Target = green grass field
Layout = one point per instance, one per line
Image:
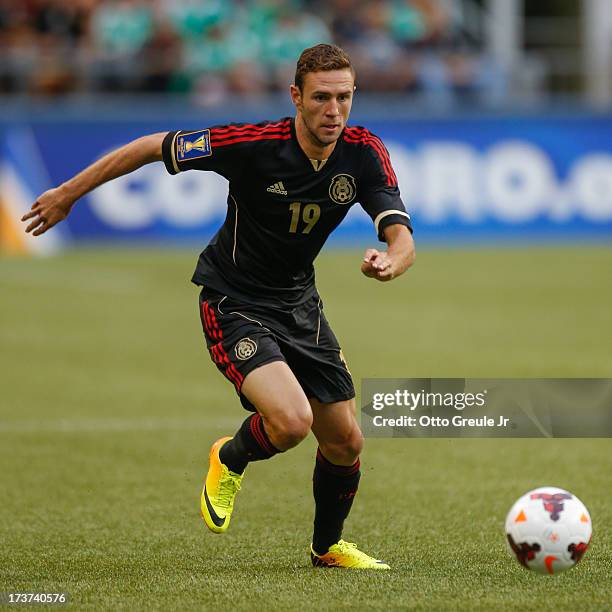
(109, 404)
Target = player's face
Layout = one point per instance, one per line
(325, 103)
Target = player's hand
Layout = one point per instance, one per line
(49, 209)
(377, 264)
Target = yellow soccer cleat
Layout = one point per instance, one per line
(346, 554)
(220, 488)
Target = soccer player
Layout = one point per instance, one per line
(291, 182)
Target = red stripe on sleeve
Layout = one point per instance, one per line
(367, 139)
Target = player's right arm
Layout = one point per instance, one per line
(54, 205)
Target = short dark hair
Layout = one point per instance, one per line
(321, 58)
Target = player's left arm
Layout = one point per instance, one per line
(399, 256)
(380, 198)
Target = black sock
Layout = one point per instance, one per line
(250, 443)
(334, 487)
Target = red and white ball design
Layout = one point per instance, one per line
(548, 530)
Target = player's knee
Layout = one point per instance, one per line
(290, 428)
(344, 450)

---

Copy the records above line for line, without any changes, and leave the pictures out of your copy.

Target = green grass field
Layout = one point per instance, one per line
Image:
(109, 404)
Target = player's face
Layout = one point per instance, one per line
(325, 103)
Target = player's hand
Layout = one point per instance, one per line
(49, 209)
(377, 264)
Target = yellow soccer cleat
Layout = one point per instance, one per line
(346, 554)
(220, 488)
Target = soccer player
Layout = one point per instance, one per line
(291, 182)
Target = red stripe on sleeve
Layout = one point per instance, one per line
(367, 139)
Target = player's right arm
Layout = one point per instance, one per line
(54, 205)
Target = short dark hair
Layout = one point per instance, one per line
(321, 58)
Target = player's left arm
Layout = one point per instance, one per line
(399, 256)
(380, 198)
Target = black sock
Layout = one point per instance, one per line
(250, 443)
(334, 487)
Target = red and white ball design
Layout = one point per instance, one per line
(548, 530)
Target = player's knee
Layout = one point per instance, one per line
(290, 428)
(344, 450)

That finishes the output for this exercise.